▶ [Task list]
1) In the sports column, how much did most of Funny Cide's owners invest?
2) Retype everything in the sports column from "If a book on" down to "of prodigious wealth.".
Top of Text shown
East Side, West Side, Funny Cide ... Bronx, Battery, Times Square, Wall Street, Fifth Avenue ... all around a town like no other, New York this week becomes effusively charmed - as only it can - by the unique Triple Crown quest of a horse of a different kind, a New York-bred gelding, in Saturday's endurance extravaganza in the Belmont Stakes.
Beyond the obvious magnetism, the snowballing appeal of Funny Cide, after a strong Kentucky Derby run and a dominating Preakness, centers on a gregarious old-buddy ownership gang of New Yorkers from far-upstate Sackets Harbor, a community of 1,400 on the shore of Mexico Bay, a challenging seven-hour drive from Belmont Park.
If a book on gutsy 1930s thoroughbred Seabiscuit can become a bestseller and then a movie, surely New York with all its media bosses and Broadway producers can attain sufficient rapture over a Triple Crown conquest by Funny Cide to catapult the drama to stage and screen.
It's such a captivating departure from golden Derby/Preakness/Belmont stallions whose owners tend to be billionaire oil sheiks, mainstream industrialists or heirs of prodigious wealth.
Sackets Harbor, a venue for the War of 1812, has modern cannons firing as epicenter of the Funny Cide phenomena with 40-year buddies from high school cashing in economically and spiritually with a castrated colt whose talent and courage appear boundless.
"We fully know we've got 15 minutes of fame that has moved into a half an hour, and if we win the Belmont we damn near might get 45 minutes," J.P. Constance, an optician and former village mayor, told Bill Gildea of the Washington Post. Geldings don't win Triple Crowns, nor do New York-breds, but this one has a heart-pounding shot.
Breeding possibilities are a major factor when pricey yearlings are sold, but the 10 beaming blokes from Sackets Harbor can realize fortunes despite cheap investment Funny Cide's inability to become a sire.Becoming the first Triple Crown winner in 25 years would bring, along with handsome purses, a $5-million bonus. Most of the fellows invested just $5,000. If the chums are really lucky, the gelding could run for prize money until age 9 or 10.
Is this not a script of promise?
"LUCY, I'M (STEALING) HOME": Wayne Denton of Bradenton, noting that Rickey Henderson at age 44 is scrambling around the minor leagues in quest of another chance in the majors, wonders if he will make the Hall of Fame.
Abso-blurring-lutely!
Henderson will be a first-ballot Coop-erstown choice, unless the voting Baseball Writers of America go into one of their electoral funks. Because he's not much of a media communicator, Rickey's name isn't so engraved in the minds of writers and broadcasters, like say a Mickey Mantle or a Junior Griffey.
Bottom of Text shown
Top of Information
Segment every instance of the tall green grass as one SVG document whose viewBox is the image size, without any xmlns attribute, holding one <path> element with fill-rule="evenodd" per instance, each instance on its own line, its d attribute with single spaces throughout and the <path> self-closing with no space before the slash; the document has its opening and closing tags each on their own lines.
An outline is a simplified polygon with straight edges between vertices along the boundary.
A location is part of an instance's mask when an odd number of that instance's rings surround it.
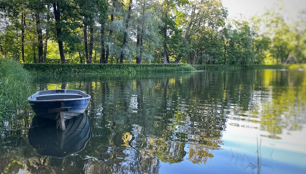
<svg viewBox="0 0 306 174">
<path fill-rule="evenodd" d="M 39 74 L 150 73 L 192 71 L 196 68 L 186 64 L 50 64 L 27 63 L 23 67 Z"/>
<path fill-rule="evenodd" d="M 31 81 L 29 73 L 20 63 L 0 59 L 0 125 L 28 105 L 26 100 L 35 91 Z"/>
</svg>

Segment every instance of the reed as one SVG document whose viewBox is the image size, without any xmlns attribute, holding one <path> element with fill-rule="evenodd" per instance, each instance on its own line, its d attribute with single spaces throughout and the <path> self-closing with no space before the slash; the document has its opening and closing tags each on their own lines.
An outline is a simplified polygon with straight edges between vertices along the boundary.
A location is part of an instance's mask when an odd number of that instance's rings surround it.
<svg viewBox="0 0 306 174">
<path fill-rule="evenodd" d="M 35 90 L 29 73 L 21 64 L 0 59 L 0 124 L 28 105 L 27 98 Z"/>
</svg>

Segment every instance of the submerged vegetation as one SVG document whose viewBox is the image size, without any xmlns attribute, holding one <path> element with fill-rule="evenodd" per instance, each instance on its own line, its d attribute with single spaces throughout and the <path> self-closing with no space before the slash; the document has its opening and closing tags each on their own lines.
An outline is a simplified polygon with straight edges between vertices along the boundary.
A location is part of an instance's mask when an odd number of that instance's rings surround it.
<svg viewBox="0 0 306 174">
<path fill-rule="evenodd" d="M 29 73 L 13 60 L 0 59 L 0 125 L 27 105 L 34 90 Z"/>
</svg>

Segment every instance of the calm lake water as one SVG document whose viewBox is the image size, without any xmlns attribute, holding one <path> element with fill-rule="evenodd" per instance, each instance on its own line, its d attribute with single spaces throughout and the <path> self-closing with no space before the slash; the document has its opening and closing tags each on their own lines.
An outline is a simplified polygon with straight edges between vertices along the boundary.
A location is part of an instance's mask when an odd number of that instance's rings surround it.
<svg viewBox="0 0 306 174">
<path fill-rule="evenodd" d="M 89 136 L 80 145 L 66 139 L 72 147 L 57 154 L 68 155 L 62 160 L 46 156 L 56 155 L 51 148 L 60 146 L 60 134 L 39 129 L 30 111 L 21 112 L 0 131 L 0 173 L 305 173 L 306 71 L 50 75 L 35 81 L 38 90 L 91 96 L 79 118 L 87 123 L 88 117 L 89 125 L 75 128 Z"/>
</svg>

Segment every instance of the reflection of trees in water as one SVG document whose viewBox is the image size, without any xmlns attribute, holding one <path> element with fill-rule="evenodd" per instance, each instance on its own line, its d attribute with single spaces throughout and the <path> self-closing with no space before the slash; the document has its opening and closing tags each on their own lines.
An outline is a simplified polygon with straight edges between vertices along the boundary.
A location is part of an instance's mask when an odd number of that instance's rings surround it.
<svg viewBox="0 0 306 174">
<path fill-rule="evenodd" d="M 301 129 L 306 120 L 303 115 L 306 74 L 299 73 L 241 70 L 85 75 L 38 81 L 41 89 L 65 86 L 92 96 L 88 110 L 91 139 L 78 155 L 65 158 L 64 173 L 157 173 L 161 161 L 171 164 L 187 159 L 194 163 L 208 162 L 213 151 L 223 144 L 222 131 L 228 118 L 260 124 L 273 138 L 284 129 Z M 22 120 L 16 122 L 20 127 L 25 124 Z M 15 143 L 22 139 L 20 137 L 24 139 L 24 132 L 1 134 L 1 142 L 14 142 L 7 146 L 19 147 L 13 151 L 28 146 L 26 141 Z M 21 164 L 35 168 L 38 161 L 35 155 L 23 158 Z M 86 155 L 99 161 L 84 160 Z M 6 159 L 12 161 L 14 158 Z M 45 166 L 50 167 L 49 161 Z M 1 164 L 0 168 L 8 164 Z"/>
</svg>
Bottom of Information
▶ [Answers by task]
1) Most of them invested $5,000.

2)
If a book on gutsy 1930s thoroughbred Seabiscuit can become a bestseller and then a movie, surely New York with all its media bosses and Broadway producers can attain sufficient rapture over a Triple Crown conquest by Funny Cide to catapult the drama to stage and screen.
It's such a captivating departure from golden Derby/Preakness/Belmont stallions whose owners tend to be billionaire oil sheiks, mainstream industrialists or heirs of prodigious wealth.